#### Document passage
Home

Influence Functions from Scratch

Contents


In this post we study a deceptively simple question: how does removing a datapoint from the training set affect the model’s behavior?

Derivation

Suppose we have a dataset $X$ which contains $N$ datapoints $x_i$ for which we train a parametric model on a loss function:

$$L(X, \Theta) = \frac{1}{N} \sum_i L(x_i, \Theta)$$

such that it converges to $\Theta_0 = \argmin_\Theta L(X, \Theta)$.

If we remove a datapoint $x$ from the dataset, we can update the parameters by minimizing:

$$f(\theta) = L(X, \Theta_0 + \theta) - \frac{1}{N} L(x, \Theta_0 + \theta)$$

Taking a second-order Taylor expansion:

$$ \begin{align*} f(\theta) ={}& L(X, \Theta_0) +\underbrace{\nabla_\Theta L(X, \Theta_0)^\mathsf{T}\theta}_{=\;0} + \frac{1}{2}\theta^\mathsf{T}H_{\Theta_0}\theta \\ &- \frac{1}{N}\left[ L(x_, \Theta_0) + \nabla_\Theta L(x_, \Theta_0)^\mathsf{T}\theta + \frac{1}{2}\underbrace{\theta^\mathsf{T}H_{x_,\Theta_0}\theta}_{\mathcal{O}(1/N^2)} \right] \\ &+ \mathcal{O}(\Vert \theta\Vert^3) \end{align*} $$

Then if we assume $\Vert \theta \Vert \in \mathcal{O}(1/N)$ and retain only the terms whose complexity is quadratic in $1/N$:

$$ \begin{align*} f(\theta) \approx {}& L(X, \Theta_0) + \frac{1}{2}\theta^\mathsf{T}H_{\Theta_0}\theta \\ &- \frac{1}{N}\left[ L(x_, \Theta_0) + \nabla_\Theta L(x_, \Theta_0)^\mathsf{T}\theta \right] \\ \end{align*} $$

Minimizing with first-order optimality conditions gives:

$$\hat{\theta} = -\frac{1}{N} H_{\Theta_0}^{-1} \nabla_\Theta L(x, \Theta_0)$$

The above is a basic derivation of influence1, but can be generalized to allow for different weights on the datapoint $x$ and modify whether the datapoint is being added or removed based on $\epsilon$’s sign2:

$$\hat{\theta}(\epsilon) = \epsilon \cdot H_{\Theta_0}^{-1} \cdot \nabla_\Theta L(x, \Theta_0)$$

Consider the basic case where we have a linear model fitted with an OLS loss (for a recap check out this post).
########
#### Dataset records
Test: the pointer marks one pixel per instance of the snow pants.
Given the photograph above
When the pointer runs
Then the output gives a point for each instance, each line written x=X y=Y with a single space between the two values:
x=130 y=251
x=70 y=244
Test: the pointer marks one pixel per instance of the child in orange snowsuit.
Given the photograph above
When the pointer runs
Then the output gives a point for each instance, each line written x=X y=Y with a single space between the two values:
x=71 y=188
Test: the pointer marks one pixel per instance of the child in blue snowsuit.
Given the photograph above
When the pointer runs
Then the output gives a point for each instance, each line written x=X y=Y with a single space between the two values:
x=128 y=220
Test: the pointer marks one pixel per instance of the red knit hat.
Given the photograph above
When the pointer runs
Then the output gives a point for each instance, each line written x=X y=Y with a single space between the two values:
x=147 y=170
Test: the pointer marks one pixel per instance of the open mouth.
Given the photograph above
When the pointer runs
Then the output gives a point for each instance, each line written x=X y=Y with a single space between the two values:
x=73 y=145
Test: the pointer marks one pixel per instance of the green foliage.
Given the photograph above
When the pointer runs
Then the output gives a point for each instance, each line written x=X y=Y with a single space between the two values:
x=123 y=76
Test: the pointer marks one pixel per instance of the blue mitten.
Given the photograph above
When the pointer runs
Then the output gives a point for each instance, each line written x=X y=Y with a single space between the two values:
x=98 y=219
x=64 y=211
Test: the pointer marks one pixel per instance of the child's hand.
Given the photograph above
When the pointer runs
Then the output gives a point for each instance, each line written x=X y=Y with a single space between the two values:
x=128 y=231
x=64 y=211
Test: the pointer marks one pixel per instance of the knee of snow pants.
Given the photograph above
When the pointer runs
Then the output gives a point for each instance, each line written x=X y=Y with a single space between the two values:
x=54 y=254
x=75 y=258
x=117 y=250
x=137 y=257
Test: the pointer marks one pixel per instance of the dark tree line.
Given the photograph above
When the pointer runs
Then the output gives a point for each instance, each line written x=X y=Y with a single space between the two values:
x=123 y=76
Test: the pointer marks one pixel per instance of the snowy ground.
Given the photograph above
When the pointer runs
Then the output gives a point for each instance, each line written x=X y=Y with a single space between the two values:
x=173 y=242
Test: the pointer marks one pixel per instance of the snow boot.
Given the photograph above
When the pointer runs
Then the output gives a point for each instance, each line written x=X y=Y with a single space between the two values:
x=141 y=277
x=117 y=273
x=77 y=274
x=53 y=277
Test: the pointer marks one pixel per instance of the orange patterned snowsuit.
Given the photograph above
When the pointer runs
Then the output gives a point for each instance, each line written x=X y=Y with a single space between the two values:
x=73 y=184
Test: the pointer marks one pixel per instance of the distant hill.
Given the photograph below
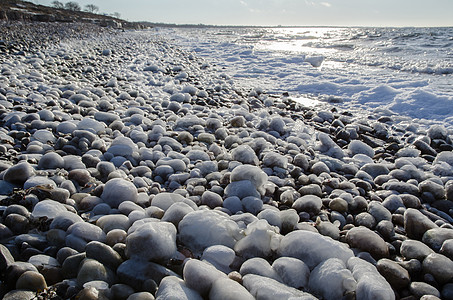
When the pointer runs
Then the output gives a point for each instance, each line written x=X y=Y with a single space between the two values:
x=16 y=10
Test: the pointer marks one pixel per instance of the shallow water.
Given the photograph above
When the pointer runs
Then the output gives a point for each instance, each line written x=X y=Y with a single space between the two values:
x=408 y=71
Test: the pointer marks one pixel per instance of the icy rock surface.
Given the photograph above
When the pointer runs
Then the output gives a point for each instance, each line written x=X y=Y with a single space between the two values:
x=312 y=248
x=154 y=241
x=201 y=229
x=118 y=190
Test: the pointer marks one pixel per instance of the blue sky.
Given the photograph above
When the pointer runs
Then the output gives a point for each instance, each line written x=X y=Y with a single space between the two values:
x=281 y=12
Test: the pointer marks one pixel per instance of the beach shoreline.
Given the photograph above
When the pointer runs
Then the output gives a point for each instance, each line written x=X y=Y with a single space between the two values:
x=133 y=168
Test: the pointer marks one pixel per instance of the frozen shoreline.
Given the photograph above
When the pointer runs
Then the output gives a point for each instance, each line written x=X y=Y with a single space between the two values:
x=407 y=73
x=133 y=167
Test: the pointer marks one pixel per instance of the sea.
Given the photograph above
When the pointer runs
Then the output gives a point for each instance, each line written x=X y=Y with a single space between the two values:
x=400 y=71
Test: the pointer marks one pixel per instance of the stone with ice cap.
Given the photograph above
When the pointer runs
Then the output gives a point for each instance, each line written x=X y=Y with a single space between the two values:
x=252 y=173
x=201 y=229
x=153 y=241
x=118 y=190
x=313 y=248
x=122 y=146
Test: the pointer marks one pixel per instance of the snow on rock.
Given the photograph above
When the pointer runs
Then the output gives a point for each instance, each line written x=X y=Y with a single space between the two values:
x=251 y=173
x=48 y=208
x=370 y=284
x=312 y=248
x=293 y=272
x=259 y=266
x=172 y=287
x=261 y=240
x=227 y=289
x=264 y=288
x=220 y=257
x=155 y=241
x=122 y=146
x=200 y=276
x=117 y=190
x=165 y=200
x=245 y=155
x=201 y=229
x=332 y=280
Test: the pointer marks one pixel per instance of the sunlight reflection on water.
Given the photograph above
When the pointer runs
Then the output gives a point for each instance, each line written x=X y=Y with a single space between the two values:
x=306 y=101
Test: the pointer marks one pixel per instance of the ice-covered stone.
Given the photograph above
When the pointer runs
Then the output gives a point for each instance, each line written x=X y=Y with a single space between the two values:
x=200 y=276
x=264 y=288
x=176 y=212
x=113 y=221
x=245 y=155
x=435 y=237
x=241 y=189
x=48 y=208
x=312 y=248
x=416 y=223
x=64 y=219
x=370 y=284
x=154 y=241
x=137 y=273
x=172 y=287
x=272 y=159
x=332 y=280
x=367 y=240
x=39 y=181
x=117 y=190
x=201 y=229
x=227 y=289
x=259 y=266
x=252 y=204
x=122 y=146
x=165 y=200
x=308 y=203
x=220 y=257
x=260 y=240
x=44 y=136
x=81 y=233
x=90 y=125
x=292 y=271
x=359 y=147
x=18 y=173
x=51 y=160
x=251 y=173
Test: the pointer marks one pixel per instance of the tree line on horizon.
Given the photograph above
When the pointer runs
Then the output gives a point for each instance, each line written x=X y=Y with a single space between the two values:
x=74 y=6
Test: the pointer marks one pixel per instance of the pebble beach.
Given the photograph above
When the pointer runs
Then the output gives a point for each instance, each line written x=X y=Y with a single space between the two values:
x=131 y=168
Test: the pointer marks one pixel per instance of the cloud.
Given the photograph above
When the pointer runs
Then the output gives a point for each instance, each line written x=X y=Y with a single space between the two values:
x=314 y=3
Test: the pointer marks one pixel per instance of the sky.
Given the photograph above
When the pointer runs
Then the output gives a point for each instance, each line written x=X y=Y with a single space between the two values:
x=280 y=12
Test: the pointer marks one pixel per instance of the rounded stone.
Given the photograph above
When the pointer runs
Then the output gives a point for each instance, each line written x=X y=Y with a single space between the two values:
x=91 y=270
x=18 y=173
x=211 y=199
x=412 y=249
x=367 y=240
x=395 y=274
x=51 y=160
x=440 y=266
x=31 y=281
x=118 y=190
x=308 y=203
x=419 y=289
########
#### Dataset records
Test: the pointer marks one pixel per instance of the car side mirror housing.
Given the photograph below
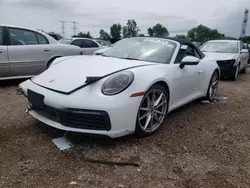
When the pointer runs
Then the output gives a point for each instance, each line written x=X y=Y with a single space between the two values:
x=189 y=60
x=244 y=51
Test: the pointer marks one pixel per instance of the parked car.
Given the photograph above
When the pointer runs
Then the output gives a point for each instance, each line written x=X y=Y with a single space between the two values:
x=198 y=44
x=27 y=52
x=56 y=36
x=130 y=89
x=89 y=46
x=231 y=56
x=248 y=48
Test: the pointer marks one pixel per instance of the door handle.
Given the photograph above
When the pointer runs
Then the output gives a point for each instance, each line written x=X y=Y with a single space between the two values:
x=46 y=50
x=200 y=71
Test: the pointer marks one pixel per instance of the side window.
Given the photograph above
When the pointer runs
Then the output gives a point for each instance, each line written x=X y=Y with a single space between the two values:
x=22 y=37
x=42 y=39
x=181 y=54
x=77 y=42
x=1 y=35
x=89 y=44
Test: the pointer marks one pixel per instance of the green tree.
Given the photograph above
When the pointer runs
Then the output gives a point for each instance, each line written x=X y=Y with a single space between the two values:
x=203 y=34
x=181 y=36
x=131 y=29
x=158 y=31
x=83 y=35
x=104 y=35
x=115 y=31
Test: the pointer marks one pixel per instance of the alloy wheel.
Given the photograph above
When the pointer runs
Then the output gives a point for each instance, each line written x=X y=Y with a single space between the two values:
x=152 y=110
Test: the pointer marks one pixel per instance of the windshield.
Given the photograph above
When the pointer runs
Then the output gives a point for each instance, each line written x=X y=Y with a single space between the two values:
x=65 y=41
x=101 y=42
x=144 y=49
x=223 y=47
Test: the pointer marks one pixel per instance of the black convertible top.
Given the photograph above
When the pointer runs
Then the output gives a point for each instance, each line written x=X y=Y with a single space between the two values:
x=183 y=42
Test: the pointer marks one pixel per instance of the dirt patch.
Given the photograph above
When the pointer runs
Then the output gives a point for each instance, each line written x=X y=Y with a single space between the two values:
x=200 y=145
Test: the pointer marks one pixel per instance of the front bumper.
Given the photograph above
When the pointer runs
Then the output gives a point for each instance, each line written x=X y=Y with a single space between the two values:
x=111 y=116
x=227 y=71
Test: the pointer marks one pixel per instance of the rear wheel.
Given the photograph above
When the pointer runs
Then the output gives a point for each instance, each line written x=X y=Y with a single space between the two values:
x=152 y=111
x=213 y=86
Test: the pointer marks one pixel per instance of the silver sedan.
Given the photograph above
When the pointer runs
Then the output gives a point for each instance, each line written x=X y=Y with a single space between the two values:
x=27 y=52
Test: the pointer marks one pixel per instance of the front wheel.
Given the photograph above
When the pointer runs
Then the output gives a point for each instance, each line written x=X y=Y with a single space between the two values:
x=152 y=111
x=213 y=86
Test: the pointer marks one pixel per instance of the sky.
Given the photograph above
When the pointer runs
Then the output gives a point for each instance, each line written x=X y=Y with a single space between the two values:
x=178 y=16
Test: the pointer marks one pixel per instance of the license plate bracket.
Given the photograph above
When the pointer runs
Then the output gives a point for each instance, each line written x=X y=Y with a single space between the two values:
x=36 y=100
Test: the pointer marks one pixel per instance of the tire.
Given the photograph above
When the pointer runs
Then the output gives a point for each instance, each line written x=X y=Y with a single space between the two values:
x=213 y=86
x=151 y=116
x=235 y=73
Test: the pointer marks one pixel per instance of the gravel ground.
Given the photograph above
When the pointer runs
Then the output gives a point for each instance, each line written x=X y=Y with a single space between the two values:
########
● **Request 1**
List the four terms that remain in the approximate form of f(θ), the one obtained after keeping only terms quadratic in 1/N, in the influence functions post above.
● **Request 2**
According to the influence functions post, what does the sign of ε determine in the generalized formula?
● **Request 3**
Rewrite the paragraph of the influence functions post that begins "The above is a basic derivation of influence" as a short list, keeping its main facts.

● **Complete response 1**
- L(X, Θ₀)
- ½ θᵀ H_{Θ₀} θ
- −(1/N) L(x, Θ₀)
- −(1/N) ∇_Θ L(x, Θ₀)ᵀ θ

● **Complete response 2**
It determines whether the datapoint is being added or removed.

● **Complete response 3**
- The preceding derivation is a basic form of influence.
- It can be generalized to allow different weights on the datapoint x.
- The sign of ε sets whether the datapoint is added or removed.